[START GIVEN PASSAGE]
# New Oracle Touch owner milk volume question



## Darren-Oracle (Apr 18, 2020)

Hi all,

Received our new Oracle Touch last Friday. Somewhat cheating I know but need to be able to pop out of the home office and make a drink quickly during the weekdays.

We mainly drink milky coffees latte, flat white, cappuccino which playing around yesterday using some Lavazza supper cream beans (we have better independent beans on order after exploring this site) was impressive (we upgraded from a magimix m190 nespresso).

so my question, instructions say you must have the milk above the rubber seal on the wand, with the milk jug provided that is too much for one latte creating waste and not enough for two. Wondering how people work around this, perhaps a larger jug and making more milk for two lattes (which would work as generally the wife has one when I do)?

Thanks in advance

D.


----------



## Dalerst (Jan 22, 2020)

I have a touch, i suppose it depends on how big you make your coffee, coffee shot size and milk volume.

I make a flat white at 240g which equates to 40g shot of espresso and 200g milk, i find i have to fill the milk jug between the min and max line which only leaves the last 20g of milk left, but thats on purpose, i find its always watery at the bottom anyway.

But being honest i also do my milk on manual so i can adjust the jug to suit.


----------



## Kannan (Mar 28, 2020)

You can get smaller (and larger) jugs with markings on the side so if you want milk for one (which I sometimes do) I just use my smaller jug... no waste!


----------



## Kannan (Mar 28, 2020)

Oh and just another tip - cold jug and cold milk! Rinse the jug out in cold tap water before you auto steam...


----------



## Darren-Oracle (Apr 18, 2020)

Thanks all, useful tips 🙂


----------
[END GIVEN PASSAGE]
[START DATA ENTRIES]
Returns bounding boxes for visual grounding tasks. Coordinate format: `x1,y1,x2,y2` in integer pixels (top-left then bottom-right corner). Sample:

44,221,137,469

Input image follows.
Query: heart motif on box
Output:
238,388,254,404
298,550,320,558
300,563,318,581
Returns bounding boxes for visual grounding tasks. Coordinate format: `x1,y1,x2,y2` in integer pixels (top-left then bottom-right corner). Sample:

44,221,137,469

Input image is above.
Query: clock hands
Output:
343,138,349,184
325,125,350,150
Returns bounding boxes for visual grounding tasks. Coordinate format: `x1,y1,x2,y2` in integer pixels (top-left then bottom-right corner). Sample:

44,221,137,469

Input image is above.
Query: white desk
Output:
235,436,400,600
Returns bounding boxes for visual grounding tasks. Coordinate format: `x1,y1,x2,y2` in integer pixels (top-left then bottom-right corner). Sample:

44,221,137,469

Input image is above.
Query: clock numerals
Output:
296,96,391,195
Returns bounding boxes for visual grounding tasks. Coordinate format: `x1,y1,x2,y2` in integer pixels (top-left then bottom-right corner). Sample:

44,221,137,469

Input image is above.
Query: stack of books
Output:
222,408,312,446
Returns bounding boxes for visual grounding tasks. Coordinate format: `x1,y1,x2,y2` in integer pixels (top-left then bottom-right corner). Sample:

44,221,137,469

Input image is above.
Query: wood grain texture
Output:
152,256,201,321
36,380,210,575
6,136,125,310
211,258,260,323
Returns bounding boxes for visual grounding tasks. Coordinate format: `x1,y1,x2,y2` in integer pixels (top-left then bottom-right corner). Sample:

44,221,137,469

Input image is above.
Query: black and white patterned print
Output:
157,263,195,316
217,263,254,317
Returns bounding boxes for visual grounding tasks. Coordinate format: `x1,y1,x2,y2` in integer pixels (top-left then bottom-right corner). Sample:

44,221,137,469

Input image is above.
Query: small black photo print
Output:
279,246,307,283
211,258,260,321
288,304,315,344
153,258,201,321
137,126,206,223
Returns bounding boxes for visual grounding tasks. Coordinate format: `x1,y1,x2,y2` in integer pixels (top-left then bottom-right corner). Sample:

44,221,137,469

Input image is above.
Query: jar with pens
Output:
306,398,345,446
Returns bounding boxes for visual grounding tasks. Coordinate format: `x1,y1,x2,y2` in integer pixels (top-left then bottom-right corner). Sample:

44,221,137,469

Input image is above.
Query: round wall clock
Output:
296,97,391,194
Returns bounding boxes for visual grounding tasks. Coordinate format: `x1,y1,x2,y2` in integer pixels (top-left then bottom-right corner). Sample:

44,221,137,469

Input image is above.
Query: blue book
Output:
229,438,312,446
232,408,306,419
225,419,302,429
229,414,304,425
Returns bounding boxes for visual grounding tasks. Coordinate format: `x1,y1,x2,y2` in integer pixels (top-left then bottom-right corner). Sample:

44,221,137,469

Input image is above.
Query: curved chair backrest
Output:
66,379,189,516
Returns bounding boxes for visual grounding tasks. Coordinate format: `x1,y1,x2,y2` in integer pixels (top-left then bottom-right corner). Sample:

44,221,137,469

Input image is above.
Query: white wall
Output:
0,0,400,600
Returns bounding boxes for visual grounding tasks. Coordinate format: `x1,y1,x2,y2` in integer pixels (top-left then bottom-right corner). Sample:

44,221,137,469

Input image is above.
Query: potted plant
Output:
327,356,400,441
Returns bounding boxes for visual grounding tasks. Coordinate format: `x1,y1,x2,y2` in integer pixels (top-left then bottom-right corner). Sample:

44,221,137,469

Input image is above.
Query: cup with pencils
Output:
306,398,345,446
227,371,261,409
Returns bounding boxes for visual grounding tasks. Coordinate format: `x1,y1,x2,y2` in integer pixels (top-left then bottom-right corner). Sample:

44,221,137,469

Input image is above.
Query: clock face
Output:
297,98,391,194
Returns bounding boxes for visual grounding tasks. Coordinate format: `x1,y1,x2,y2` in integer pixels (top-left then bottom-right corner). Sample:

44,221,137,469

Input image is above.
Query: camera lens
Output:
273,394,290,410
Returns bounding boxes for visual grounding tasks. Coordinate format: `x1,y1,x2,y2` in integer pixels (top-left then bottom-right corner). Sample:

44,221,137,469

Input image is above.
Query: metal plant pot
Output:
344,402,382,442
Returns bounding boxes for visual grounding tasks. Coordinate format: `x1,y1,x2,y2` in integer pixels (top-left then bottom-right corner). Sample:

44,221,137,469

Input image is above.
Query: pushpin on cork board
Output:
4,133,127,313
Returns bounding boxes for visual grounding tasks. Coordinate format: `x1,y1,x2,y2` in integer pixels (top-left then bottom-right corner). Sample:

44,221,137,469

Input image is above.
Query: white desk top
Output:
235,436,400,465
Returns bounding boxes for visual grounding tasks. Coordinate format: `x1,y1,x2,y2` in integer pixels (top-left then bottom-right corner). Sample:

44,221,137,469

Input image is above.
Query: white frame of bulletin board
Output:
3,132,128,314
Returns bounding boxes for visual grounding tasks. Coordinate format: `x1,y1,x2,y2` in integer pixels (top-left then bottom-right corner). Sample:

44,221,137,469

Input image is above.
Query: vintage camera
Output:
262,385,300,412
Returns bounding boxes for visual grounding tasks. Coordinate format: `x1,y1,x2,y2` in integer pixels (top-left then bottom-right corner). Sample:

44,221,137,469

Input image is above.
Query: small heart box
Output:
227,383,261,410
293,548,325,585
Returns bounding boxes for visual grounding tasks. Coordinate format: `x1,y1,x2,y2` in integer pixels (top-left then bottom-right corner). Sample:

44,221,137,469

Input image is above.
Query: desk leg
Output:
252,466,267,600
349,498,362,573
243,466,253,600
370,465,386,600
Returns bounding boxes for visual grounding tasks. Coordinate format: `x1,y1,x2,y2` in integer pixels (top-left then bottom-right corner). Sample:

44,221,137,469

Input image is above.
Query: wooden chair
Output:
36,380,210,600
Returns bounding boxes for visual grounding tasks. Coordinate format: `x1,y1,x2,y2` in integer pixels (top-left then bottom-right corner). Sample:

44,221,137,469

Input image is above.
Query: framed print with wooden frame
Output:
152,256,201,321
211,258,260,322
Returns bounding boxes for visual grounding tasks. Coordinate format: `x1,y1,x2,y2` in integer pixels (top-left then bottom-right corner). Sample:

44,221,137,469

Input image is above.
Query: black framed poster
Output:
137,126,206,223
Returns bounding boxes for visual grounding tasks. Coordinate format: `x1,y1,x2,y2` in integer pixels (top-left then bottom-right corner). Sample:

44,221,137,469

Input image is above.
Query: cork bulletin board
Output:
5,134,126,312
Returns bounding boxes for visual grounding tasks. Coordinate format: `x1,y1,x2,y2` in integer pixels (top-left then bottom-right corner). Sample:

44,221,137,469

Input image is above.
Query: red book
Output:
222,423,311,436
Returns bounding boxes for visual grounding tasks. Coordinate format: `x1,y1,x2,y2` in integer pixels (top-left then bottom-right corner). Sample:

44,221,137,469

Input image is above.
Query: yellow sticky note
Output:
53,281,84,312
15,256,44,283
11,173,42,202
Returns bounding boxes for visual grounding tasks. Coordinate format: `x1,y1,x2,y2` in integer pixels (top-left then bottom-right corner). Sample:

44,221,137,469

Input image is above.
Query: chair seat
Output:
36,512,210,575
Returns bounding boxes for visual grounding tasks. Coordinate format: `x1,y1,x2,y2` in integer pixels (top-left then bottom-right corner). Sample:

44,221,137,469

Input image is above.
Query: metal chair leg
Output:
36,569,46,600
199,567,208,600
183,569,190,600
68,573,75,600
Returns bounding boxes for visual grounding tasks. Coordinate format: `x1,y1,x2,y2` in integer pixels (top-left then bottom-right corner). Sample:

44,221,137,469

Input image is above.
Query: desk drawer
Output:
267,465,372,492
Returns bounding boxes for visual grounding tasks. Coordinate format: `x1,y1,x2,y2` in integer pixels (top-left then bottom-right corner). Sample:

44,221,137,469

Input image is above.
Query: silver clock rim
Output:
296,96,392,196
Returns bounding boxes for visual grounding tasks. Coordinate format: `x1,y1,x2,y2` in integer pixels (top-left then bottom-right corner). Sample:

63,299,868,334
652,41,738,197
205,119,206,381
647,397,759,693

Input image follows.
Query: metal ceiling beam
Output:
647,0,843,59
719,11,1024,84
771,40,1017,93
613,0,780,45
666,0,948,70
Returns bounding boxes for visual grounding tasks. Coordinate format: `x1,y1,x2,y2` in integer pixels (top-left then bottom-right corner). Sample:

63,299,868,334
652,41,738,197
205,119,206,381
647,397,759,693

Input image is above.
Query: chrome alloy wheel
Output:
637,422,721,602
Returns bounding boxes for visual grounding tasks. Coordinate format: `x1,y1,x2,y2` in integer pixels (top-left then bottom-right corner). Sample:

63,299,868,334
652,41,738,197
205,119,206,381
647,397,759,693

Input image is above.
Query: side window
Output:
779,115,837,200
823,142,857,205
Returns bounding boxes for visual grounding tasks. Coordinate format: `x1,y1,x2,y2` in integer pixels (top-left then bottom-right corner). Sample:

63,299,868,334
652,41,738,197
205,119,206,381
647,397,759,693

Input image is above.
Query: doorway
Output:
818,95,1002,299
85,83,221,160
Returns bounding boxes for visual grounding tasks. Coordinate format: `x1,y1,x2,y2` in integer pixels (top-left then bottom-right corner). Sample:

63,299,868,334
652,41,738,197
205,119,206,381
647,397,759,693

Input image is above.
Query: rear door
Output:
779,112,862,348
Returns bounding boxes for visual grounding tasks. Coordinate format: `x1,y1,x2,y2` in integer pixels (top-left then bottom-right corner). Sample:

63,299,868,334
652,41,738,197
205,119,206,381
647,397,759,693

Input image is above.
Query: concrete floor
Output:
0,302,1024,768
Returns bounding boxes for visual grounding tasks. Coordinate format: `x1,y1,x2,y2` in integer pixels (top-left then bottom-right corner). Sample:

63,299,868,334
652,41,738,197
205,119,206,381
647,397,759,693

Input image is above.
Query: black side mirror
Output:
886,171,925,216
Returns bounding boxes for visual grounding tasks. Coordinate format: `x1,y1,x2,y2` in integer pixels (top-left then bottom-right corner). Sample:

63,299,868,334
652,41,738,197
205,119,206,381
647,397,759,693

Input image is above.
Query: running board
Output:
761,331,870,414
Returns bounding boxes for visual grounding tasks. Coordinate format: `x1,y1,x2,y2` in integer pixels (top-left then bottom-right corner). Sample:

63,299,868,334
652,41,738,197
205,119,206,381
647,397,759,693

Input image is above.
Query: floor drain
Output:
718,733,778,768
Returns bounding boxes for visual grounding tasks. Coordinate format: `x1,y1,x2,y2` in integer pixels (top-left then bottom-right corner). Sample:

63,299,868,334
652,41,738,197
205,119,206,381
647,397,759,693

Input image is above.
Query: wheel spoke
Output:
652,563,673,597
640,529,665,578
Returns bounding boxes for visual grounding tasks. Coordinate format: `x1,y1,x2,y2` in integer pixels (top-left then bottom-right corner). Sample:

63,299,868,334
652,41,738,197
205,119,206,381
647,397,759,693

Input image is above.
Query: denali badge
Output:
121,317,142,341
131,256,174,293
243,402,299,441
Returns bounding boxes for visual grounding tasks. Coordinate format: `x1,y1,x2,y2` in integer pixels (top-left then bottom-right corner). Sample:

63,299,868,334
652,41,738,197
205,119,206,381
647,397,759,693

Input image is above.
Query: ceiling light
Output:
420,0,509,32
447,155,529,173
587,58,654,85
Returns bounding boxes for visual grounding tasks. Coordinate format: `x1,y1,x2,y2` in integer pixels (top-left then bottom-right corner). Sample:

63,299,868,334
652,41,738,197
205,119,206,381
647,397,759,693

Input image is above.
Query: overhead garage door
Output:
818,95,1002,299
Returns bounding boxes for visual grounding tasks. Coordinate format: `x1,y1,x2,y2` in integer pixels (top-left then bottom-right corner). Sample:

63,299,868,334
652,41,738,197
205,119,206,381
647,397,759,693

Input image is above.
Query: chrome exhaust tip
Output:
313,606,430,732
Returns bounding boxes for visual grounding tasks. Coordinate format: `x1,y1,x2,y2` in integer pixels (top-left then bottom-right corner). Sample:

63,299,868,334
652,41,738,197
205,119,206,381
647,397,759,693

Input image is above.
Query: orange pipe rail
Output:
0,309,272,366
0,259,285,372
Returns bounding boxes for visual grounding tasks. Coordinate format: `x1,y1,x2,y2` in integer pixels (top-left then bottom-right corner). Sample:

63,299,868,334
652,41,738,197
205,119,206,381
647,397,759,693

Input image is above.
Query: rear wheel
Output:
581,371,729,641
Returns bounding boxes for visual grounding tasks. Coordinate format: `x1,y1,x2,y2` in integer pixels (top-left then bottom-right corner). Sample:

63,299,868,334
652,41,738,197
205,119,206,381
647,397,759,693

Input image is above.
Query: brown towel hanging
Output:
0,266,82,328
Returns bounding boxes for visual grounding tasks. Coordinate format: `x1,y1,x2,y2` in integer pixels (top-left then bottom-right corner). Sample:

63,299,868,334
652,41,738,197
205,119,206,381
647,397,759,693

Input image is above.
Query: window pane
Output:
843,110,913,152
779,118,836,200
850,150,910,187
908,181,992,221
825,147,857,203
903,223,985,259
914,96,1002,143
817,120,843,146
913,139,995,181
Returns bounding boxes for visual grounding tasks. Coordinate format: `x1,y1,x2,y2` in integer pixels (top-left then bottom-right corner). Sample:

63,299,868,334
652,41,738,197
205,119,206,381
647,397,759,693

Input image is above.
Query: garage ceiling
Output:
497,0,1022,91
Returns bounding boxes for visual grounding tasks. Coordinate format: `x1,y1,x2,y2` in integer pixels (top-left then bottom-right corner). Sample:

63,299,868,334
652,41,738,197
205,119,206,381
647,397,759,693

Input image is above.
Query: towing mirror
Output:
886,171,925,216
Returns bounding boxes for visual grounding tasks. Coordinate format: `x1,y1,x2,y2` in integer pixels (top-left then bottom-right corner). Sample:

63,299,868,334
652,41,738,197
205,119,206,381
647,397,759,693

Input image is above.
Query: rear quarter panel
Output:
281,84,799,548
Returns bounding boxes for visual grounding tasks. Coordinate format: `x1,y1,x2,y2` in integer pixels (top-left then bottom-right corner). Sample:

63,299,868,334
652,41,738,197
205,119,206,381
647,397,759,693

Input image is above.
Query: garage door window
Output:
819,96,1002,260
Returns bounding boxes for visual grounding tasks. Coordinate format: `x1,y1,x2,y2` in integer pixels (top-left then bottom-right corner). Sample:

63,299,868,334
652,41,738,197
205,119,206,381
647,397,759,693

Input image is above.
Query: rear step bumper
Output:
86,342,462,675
[END DATA ENTRIES]
▸ **GOALS**:
#1 In the Oracle Touch thread, swap "jug" for "pitcher" and write out the passage starting with "We mainly drink" and going on through "when I do)?".
#2 In the Oracle Touch thread, how much espresso and how much milk go into Dalerst's 240g flat white?
Rely only on the Oracle Touch thread for what comes next.

▸ **RESPONSES TO THE EXERCISE**:
#1
We mainly drink milky coffees latte, flat white, cappuccino which playing around yesterday using some Lavazza supper cream beans (we have better independent beans on order after exploring this site) was impressive (we upgraded from a magimix m190 nespresso).

so my question, instructions say you must have the milk above the rubber seal on the wand, with the milk pitcher provided that is too much for one latte creating waste and not enough for two. Wondering how people work around this, perhaps a larger pitcher and making more milk for two lattes (which would work as generally the wife has one when I do)?

#2 A 40g shot of espresso and 200g of milk.